— BEGIN Data extract —

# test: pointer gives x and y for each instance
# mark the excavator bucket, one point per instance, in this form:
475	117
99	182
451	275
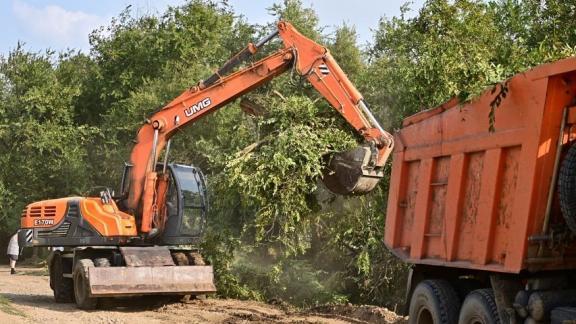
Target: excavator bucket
352	172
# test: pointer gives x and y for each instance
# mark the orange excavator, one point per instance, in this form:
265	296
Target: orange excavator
143	240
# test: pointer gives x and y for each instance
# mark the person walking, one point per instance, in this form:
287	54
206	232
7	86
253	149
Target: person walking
13	251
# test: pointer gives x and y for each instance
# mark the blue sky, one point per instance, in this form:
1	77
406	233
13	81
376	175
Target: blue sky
62	24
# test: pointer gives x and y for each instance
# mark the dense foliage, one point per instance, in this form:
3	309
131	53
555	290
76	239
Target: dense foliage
66	120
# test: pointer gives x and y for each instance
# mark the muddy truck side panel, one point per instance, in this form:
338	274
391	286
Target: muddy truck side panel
474	195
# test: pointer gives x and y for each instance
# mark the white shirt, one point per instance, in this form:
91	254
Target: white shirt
13	247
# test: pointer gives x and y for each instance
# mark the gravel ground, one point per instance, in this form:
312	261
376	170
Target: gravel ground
26	298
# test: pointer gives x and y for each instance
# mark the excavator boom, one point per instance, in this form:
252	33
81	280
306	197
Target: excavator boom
353	172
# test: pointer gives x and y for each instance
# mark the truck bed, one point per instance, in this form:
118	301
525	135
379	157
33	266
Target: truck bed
464	196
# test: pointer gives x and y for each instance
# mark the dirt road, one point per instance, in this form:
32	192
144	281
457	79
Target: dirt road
27	298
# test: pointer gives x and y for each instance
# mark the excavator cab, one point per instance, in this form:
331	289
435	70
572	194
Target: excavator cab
186	204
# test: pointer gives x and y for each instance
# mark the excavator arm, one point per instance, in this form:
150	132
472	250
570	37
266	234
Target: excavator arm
356	171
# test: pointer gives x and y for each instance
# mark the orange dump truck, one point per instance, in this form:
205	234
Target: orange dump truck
482	203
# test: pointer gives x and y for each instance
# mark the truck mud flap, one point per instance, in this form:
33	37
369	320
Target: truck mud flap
126	281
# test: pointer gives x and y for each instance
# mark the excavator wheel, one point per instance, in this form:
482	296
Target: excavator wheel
82	285
350	172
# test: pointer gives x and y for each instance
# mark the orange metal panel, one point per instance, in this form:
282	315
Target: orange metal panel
486	206
454	203
466	197
421	210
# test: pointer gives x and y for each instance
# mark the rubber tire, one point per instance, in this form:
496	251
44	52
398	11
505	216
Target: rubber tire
561	314
436	301
63	288
82	287
102	262
479	307
567	188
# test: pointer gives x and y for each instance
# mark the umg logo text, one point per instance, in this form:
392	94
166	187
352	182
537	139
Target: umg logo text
204	103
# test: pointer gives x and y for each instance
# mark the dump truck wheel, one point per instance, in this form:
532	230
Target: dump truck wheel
434	302
567	188
479	307
63	288
82	285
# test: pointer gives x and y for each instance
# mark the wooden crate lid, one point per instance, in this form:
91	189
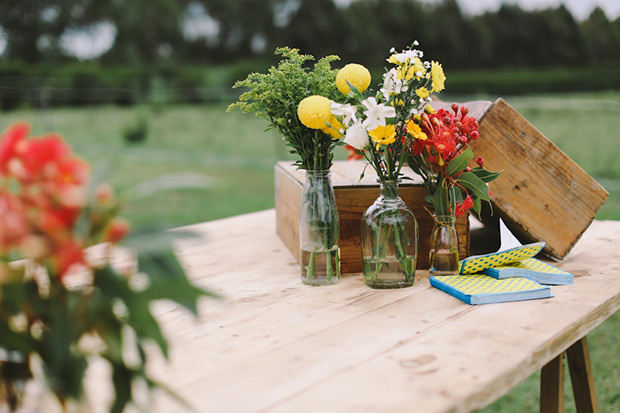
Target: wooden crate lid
347	174
542	194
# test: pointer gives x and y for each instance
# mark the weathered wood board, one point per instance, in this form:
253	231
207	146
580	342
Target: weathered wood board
542	194
274	344
353	197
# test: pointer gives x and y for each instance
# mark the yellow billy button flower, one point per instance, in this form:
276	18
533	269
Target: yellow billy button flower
414	130
333	128
314	112
423	92
438	77
411	69
355	74
383	135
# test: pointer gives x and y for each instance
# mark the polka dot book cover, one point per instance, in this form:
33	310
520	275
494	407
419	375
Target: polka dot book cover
483	289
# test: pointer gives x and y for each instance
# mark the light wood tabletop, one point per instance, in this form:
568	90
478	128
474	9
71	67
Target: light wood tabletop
274	344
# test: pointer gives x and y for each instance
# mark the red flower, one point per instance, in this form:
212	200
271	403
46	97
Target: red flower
40	156
9	144
68	254
116	231
463	207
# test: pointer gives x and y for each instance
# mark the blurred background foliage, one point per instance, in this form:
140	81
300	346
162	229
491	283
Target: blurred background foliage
79	52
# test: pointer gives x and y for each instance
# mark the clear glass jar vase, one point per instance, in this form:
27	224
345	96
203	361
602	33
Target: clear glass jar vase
319	231
444	246
389	237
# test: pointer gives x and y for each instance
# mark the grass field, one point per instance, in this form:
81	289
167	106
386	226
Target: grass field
237	156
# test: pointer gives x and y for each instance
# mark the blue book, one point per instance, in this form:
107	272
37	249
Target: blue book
479	263
533	269
483	289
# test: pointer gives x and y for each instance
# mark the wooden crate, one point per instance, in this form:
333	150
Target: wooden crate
542	194
353	197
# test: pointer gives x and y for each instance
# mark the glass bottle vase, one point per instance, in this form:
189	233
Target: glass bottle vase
444	246
389	237
319	231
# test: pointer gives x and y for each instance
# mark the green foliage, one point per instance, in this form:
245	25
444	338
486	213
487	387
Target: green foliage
137	131
274	96
112	305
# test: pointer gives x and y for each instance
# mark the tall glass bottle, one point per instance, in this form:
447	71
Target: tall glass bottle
319	230
389	237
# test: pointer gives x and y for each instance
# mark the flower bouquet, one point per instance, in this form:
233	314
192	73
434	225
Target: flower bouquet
440	153
378	128
295	100
61	302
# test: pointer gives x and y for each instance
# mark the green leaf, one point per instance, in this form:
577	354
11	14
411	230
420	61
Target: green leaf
139	316
459	163
155	239
471	182
486	176
169	281
121	377
477	208
452	199
440	200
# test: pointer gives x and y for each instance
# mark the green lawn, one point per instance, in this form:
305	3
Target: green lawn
237	155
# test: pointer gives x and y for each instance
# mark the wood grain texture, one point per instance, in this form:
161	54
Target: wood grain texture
552	386
272	344
353	197
578	356
542	194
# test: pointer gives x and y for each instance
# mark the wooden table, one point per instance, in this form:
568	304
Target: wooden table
274	344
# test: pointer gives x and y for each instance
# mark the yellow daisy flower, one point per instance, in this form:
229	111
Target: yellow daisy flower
355	74
392	59
438	76
383	135
415	131
334	128
423	92
414	68
314	111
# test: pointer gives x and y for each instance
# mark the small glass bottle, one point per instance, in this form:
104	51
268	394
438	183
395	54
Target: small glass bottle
389	237
319	230
444	246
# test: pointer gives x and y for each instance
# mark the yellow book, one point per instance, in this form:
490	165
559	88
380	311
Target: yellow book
483	289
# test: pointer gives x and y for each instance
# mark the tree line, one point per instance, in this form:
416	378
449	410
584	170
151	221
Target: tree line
227	31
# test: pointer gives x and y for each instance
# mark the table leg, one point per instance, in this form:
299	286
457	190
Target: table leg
552	381
578	356
552	386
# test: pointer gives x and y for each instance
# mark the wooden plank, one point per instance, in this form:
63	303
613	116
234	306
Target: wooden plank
353	197
542	194
582	378
274	344
552	386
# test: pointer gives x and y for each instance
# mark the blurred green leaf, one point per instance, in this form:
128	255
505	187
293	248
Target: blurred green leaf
459	163
471	182
484	175
155	239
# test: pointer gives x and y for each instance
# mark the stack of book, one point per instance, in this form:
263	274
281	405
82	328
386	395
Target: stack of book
510	274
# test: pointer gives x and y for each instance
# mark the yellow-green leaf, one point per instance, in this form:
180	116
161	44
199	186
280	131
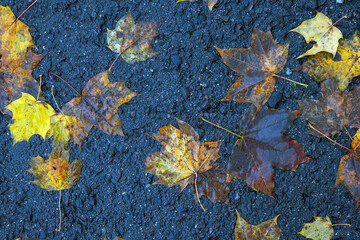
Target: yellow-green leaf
320	29
320	229
30	116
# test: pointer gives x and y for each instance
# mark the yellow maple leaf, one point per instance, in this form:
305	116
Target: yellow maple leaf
55	173
322	66
268	230
321	30
320	229
15	39
30	116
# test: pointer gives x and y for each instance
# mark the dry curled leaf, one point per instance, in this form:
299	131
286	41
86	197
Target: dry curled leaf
210	3
349	169
257	66
320	29
333	111
268	230
343	68
320	229
99	103
184	160
263	148
132	40
55	173
30	116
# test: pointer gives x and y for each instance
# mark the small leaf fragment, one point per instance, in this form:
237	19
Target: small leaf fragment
320	29
30	116
320	229
132	40
268	230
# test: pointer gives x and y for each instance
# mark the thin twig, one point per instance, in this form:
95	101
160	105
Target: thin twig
322	134
216	125
66	83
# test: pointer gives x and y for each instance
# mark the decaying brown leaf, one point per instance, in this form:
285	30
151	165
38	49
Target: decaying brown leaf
334	110
349	169
257	66
132	40
268	230
184	160
99	103
263	148
343	68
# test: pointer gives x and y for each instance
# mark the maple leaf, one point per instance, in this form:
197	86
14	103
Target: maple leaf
320	229
98	105
256	66
209	3
184	160
268	230
263	148
349	169
30	116
333	111
320	29
63	128
132	40
344	68
15	39
55	173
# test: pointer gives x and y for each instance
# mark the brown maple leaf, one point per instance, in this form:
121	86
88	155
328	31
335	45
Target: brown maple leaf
184	160
257	66
263	148
349	169
98	104
334	110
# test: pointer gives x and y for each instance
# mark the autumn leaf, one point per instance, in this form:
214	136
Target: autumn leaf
333	111
210	3
256	66
30	116
98	105
132	40
268	230
55	173
184	160
349	169
15	39
343	68
263	148
320	29
320	229
63	128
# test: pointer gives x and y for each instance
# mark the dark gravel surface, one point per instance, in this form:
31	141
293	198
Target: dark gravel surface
114	197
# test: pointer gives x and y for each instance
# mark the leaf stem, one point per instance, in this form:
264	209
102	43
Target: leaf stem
216	125
322	134
288	79
66	83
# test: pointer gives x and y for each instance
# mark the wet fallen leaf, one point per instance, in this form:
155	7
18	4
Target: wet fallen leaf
268	230
210	3
319	29
343	68
99	103
55	173
333	111
320	229
256	66
30	116
349	169
263	148
132	39
15	39
184	160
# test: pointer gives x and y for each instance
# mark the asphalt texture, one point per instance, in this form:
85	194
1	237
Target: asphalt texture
114	197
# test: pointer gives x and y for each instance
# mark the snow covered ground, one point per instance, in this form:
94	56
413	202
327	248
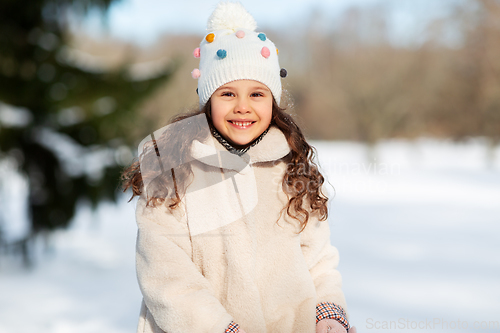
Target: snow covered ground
418	230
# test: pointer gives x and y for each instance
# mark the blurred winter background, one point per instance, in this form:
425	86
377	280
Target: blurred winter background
401	98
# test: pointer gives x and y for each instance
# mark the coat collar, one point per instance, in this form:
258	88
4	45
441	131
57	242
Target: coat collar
272	147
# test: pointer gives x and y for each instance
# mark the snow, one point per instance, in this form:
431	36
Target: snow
417	230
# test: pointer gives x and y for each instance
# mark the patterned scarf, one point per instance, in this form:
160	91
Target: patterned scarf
230	148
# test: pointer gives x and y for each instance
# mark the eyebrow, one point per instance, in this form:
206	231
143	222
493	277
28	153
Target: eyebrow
251	88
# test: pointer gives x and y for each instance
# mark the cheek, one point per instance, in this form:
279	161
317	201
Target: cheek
217	117
266	116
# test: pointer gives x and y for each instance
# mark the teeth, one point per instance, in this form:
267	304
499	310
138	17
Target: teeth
242	123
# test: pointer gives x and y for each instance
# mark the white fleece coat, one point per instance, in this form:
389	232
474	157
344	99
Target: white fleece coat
221	256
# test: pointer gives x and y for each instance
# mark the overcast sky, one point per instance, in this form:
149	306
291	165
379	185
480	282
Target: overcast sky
142	21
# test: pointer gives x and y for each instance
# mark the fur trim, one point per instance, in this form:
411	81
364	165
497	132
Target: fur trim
206	153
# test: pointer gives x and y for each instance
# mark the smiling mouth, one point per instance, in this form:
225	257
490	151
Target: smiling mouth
241	124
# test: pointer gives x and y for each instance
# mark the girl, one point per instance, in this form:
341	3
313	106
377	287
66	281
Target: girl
231	215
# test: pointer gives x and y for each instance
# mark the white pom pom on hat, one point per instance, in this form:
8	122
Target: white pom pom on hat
232	16
234	51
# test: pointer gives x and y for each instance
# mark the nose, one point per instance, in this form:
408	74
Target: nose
243	105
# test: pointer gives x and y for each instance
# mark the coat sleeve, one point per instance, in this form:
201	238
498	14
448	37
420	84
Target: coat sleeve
176	294
322	259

— END Data extract —

Return every line of the records that contains the string "road". Treat case as significant.

Task output:
# mark the dirt road, one point per instance, in this form:
Target: dirt road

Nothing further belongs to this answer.